- [SELECTION]:
......

MLB Deep Dive – 4/17/17



Danny Salazar [RHP – CLE] @ MIN Salazar will always have some flaws — he actually reminds me of a young left-hander who has yet to harness his stuff and gets by on pure talent when he isn’t issuing walks and running up his pitch count. Salazar isn’t a lefty, though, and he isn’t especially young, either. You have to wonder if he’ll ever be able to cut down on walks, because if he does, Salazar will immediately become an elite pitcher, both for fantasy and for Cleveland.

Sitting on a mid-90’s fastball and a world-class changeup, Salazar becomes incredibly difficult to hit when everything is working. You still have to wonder why he’s throwing his sinker a lot, considering it’s the one pitch that batters can consistently hit, but perhaps he’s interested in inducing ground balls with runners on base after he walks two straight. Nevertheless, Salazar has been electric to start the season. He’s still walking batters at an unsurprisingly high clip, but the fifth-year righty has struck out 20 through only 11.2 innings pitched. He’ll draw an opportunity to continue posting solid numbers on Monday when the Indians head to Target Field.

......

- [PROVIDED MATERIAL]:
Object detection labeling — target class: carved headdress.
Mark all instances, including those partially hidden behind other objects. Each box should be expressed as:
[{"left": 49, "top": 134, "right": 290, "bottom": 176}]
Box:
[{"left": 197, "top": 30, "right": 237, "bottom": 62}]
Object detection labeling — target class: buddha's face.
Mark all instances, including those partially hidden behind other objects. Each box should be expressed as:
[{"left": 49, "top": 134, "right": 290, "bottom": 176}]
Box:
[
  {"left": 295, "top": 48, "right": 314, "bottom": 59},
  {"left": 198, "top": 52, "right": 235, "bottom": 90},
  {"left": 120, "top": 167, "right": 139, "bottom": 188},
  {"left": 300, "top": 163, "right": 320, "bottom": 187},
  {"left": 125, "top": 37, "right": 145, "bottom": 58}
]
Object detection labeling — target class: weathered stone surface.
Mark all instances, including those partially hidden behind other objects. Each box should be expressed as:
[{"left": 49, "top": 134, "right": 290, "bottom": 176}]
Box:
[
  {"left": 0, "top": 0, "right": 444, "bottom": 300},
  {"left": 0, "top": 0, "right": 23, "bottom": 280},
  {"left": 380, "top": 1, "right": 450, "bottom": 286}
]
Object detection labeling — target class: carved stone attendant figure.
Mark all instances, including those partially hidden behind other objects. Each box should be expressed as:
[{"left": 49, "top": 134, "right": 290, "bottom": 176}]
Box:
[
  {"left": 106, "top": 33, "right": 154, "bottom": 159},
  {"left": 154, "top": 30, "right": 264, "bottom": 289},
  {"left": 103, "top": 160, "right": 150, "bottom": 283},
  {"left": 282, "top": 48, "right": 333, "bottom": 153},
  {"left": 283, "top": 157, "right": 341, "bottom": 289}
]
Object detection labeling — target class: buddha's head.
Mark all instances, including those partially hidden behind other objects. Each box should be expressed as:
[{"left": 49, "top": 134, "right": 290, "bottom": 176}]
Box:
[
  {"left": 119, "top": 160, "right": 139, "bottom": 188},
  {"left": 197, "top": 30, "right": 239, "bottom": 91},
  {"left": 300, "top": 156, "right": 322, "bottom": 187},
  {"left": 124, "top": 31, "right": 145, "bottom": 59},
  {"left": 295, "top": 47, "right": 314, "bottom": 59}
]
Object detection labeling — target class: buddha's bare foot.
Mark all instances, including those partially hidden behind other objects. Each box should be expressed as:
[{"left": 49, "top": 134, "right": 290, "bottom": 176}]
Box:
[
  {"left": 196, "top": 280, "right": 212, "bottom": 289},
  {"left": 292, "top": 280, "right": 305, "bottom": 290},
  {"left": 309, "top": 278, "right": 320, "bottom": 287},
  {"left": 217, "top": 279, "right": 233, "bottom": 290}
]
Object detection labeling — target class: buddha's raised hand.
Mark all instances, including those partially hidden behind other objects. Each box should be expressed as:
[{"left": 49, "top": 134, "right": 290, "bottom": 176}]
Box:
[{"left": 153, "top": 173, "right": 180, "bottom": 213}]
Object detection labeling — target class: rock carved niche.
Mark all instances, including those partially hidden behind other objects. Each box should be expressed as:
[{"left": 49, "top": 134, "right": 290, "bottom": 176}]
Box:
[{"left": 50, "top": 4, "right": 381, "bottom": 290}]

......

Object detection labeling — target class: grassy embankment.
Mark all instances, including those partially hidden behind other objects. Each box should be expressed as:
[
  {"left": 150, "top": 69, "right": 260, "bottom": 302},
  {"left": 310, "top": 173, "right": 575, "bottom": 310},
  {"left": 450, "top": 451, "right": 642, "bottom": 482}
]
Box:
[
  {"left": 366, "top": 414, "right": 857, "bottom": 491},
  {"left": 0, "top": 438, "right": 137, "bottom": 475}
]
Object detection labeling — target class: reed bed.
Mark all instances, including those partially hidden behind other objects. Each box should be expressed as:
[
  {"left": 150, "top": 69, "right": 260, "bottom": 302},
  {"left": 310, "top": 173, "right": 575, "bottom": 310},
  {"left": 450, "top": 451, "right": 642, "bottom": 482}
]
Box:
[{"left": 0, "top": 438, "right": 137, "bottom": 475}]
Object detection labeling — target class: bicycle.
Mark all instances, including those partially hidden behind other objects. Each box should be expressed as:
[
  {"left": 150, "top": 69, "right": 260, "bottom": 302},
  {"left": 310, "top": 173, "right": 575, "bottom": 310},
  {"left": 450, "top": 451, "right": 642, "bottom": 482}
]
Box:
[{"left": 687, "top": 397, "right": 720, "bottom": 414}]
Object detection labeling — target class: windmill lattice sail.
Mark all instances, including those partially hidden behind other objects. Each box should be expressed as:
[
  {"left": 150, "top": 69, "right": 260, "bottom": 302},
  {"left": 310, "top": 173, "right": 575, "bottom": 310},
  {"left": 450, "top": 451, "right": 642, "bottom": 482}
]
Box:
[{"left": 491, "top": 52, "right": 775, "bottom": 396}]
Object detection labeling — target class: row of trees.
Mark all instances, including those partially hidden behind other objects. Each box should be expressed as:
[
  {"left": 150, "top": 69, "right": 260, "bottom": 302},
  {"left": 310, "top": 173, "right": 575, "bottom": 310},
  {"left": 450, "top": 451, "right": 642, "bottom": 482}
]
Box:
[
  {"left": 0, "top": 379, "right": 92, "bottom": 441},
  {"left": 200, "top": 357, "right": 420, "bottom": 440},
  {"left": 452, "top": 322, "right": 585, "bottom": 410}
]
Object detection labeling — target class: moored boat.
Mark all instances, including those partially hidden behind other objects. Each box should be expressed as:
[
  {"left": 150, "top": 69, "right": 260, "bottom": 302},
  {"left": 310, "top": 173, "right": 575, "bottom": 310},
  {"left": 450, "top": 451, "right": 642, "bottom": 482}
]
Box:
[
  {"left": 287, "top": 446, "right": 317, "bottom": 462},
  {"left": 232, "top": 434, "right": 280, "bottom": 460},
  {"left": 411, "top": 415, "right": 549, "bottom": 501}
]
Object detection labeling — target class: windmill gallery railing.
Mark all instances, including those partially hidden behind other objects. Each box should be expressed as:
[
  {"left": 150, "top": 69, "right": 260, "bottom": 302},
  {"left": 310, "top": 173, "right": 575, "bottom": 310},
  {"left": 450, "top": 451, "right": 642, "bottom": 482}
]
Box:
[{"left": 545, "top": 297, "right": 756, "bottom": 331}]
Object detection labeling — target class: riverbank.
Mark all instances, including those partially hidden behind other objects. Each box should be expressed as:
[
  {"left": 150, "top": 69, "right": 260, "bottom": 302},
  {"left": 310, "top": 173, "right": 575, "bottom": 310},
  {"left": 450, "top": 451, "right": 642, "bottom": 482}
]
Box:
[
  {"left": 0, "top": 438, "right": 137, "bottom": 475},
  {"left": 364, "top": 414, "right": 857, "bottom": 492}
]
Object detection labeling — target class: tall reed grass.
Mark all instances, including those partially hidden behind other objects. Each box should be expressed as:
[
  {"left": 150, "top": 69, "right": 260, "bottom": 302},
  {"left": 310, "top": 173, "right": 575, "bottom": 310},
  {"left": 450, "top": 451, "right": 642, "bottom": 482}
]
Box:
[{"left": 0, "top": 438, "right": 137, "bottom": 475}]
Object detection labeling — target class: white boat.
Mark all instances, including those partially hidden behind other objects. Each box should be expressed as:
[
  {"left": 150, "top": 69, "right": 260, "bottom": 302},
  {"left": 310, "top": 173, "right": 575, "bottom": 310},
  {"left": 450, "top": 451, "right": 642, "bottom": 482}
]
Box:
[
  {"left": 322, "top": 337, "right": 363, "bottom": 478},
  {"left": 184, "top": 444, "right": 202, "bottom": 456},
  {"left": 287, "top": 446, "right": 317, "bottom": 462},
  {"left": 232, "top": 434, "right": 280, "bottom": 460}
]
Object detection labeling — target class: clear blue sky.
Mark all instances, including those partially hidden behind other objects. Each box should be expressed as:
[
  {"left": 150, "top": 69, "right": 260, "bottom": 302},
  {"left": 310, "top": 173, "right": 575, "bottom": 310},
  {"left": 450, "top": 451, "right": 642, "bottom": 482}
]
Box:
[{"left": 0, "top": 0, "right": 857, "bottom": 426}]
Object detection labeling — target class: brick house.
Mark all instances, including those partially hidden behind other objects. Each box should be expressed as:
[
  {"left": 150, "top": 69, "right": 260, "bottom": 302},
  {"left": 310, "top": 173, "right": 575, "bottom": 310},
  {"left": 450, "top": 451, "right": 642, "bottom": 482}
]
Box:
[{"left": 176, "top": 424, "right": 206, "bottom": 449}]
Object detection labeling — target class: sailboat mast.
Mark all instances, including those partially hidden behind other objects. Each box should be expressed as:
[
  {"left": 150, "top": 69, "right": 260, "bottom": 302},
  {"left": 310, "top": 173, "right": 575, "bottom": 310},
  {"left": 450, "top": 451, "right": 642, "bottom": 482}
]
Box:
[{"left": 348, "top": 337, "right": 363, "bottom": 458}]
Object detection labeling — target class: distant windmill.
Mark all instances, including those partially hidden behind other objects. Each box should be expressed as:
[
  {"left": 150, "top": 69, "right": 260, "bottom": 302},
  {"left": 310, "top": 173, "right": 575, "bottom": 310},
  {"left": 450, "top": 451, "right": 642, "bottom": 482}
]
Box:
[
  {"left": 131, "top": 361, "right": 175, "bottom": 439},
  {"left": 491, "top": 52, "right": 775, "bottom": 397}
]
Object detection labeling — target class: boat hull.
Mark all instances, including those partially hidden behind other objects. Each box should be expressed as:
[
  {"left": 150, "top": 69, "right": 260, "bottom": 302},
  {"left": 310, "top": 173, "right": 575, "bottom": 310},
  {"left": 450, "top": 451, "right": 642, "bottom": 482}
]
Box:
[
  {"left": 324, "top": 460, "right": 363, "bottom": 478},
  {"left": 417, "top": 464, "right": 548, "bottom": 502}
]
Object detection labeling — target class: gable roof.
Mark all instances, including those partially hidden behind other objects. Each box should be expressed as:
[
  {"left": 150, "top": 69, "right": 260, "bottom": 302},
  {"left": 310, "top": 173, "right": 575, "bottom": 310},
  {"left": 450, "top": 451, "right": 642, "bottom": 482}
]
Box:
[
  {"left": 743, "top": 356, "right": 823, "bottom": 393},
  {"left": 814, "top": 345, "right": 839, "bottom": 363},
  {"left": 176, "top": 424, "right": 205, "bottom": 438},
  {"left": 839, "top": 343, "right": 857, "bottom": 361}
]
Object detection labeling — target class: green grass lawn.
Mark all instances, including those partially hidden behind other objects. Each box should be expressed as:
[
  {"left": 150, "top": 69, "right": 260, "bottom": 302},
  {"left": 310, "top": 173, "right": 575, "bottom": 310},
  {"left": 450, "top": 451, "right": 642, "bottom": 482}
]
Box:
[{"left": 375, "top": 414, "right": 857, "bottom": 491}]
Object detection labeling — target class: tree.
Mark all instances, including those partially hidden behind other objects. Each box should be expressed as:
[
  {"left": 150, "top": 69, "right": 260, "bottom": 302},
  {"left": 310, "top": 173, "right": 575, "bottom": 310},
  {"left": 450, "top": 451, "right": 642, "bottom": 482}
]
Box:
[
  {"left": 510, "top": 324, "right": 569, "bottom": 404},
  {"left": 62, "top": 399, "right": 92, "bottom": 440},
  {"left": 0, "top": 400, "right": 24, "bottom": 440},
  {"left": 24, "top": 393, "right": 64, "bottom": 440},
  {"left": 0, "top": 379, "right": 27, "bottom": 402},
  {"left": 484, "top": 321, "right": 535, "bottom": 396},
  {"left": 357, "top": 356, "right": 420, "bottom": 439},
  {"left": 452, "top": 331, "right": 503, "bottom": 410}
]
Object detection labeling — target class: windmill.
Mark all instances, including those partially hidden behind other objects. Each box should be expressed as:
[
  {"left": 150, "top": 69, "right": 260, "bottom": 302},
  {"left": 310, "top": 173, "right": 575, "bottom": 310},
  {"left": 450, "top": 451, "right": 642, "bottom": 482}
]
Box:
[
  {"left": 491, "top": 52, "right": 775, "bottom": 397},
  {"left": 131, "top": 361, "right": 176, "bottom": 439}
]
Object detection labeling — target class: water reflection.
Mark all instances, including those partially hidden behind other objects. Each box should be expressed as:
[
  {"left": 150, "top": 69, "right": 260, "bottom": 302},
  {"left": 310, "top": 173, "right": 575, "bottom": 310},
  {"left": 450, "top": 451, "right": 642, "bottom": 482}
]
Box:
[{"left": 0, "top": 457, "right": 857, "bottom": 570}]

......

- [WRITTEN REQUEST]: According to the baseball article, how many batters has Salazar struck out, and over how many innings? The items come from a separate source, not from the baseball article.

- [RESULT FOR THIS EXERCISE]: 20 batters through 11.2 innings pitched.